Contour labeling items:
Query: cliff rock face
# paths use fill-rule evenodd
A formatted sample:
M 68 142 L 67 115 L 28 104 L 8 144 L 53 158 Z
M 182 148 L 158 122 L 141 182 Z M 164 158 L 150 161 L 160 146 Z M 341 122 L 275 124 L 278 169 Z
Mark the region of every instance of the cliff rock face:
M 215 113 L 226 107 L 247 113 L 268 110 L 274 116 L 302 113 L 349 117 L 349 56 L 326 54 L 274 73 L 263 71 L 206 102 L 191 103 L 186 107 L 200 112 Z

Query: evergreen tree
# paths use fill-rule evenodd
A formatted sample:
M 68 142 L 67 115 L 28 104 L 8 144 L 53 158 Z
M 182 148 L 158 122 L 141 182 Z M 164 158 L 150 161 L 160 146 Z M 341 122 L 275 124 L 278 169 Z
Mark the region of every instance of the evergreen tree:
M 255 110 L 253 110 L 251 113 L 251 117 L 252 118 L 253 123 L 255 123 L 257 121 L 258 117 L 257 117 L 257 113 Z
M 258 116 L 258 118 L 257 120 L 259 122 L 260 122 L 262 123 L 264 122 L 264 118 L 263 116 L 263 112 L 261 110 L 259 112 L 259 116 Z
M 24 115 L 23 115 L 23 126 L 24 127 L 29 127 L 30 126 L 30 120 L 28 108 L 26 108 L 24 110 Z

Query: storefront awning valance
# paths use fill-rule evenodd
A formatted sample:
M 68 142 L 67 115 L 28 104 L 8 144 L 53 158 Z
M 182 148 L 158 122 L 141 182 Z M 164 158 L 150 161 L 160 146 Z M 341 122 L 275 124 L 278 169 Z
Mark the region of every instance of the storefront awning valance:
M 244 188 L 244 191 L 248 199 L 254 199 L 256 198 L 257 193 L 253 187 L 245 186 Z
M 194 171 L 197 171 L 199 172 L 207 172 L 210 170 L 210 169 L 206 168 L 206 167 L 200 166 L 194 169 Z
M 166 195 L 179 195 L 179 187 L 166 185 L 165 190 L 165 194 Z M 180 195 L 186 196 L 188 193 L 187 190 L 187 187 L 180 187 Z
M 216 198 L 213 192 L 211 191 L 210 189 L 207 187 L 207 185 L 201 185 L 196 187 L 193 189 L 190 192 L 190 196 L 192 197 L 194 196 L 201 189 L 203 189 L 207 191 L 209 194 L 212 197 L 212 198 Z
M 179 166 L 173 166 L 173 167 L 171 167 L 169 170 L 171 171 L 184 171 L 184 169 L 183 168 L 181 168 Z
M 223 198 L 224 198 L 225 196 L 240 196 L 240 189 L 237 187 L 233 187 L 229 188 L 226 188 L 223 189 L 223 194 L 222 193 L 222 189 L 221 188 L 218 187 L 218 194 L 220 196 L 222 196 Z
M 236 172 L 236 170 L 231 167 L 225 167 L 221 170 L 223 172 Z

Set task:
Repeat each record exactly. Omit nothing.

Written solution:
Query: cliff rock face
# paths use fill-rule evenodd
A formatted sample:
M 68 142 L 67 115 L 28 104 L 8 144 L 53 158 Z
M 182 148 L 158 122 L 141 182 Z M 164 158 L 150 161 L 160 146 Z M 341 122 L 275 124 L 278 169 Z
Mark the region of every instance of the cliff rock face:
M 215 113 L 226 107 L 247 113 L 268 110 L 274 116 L 302 113 L 349 117 L 349 56 L 326 54 L 274 73 L 263 71 L 206 102 L 191 103 L 186 107 L 200 112 Z

Query: evergreen tree
# paths use fill-rule evenodd
A formatted sample:
M 68 142 L 67 115 L 28 104 L 8 144 L 53 158 Z
M 182 148 L 158 122 L 141 182 Z M 164 158 L 150 161 L 160 146 Z M 341 122 L 275 124 L 278 169 Z
Mark the region of every instance of the evergreen tree:
M 255 110 L 253 110 L 251 113 L 251 117 L 252 118 L 253 123 L 255 123 L 257 121 L 258 117 L 257 117 L 257 113 Z
M 258 116 L 258 118 L 257 120 L 259 122 L 260 122 L 262 123 L 264 122 L 264 118 L 263 116 L 263 112 L 261 110 L 259 112 L 259 116 Z
M 24 115 L 23 115 L 23 126 L 24 127 L 29 127 L 30 126 L 30 120 L 28 108 L 26 108 L 24 110 Z

Query: storefront awning valance
# paths use fill-rule evenodd
A formatted sample:
M 68 142 L 67 115 L 28 104 L 8 144 L 53 158 Z
M 182 148 L 158 122 L 141 182 Z M 164 158 L 150 161 L 160 146 Z M 341 122 L 275 124 L 278 169 Z
Mark the region of every instance of the storefront awning valance:
M 244 188 L 244 191 L 248 199 L 254 199 L 256 198 L 257 193 L 253 187 L 245 186 Z
M 194 171 L 197 171 L 199 172 L 207 172 L 210 170 L 210 169 L 206 168 L 206 167 L 200 166 L 194 169 Z
M 166 195 L 179 195 L 179 187 L 166 185 L 165 190 L 165 194 Z M 180 195 L 186 196 L 188 193 L 187 190 L 187 187 L 180 187 Z
M 216 198 L 213 192 L 211 191 L 210 189 L 207 187 L 207 185 L 201 185 L 196 187 L 193 189 L 190 192 L 190 196 L 192 197 L 194 196 L 201 189 L 203 189 L 207 191 L 209 194 L 212 197 L 212 198 Z
M 179 166 L 173 166 L 173 167 L 171 167 L 169 170 L 171 171 L 184 171 L 184 169 L 183 168 L 181 168 Z
M 223 198 L 224 198 L 225 196 L 240 196 L 240 189 L 237 187 L 233 187 L 229 188 L 226 188 L 223 189 L 223 194 L 222 193 L 222 189 L 221 188 L 218 187 L 218 194 L 220 196 L 222 196 Z
M 236 172 L 236 170 L 231 167 L 225 167 L 221 170 L 223 172 Z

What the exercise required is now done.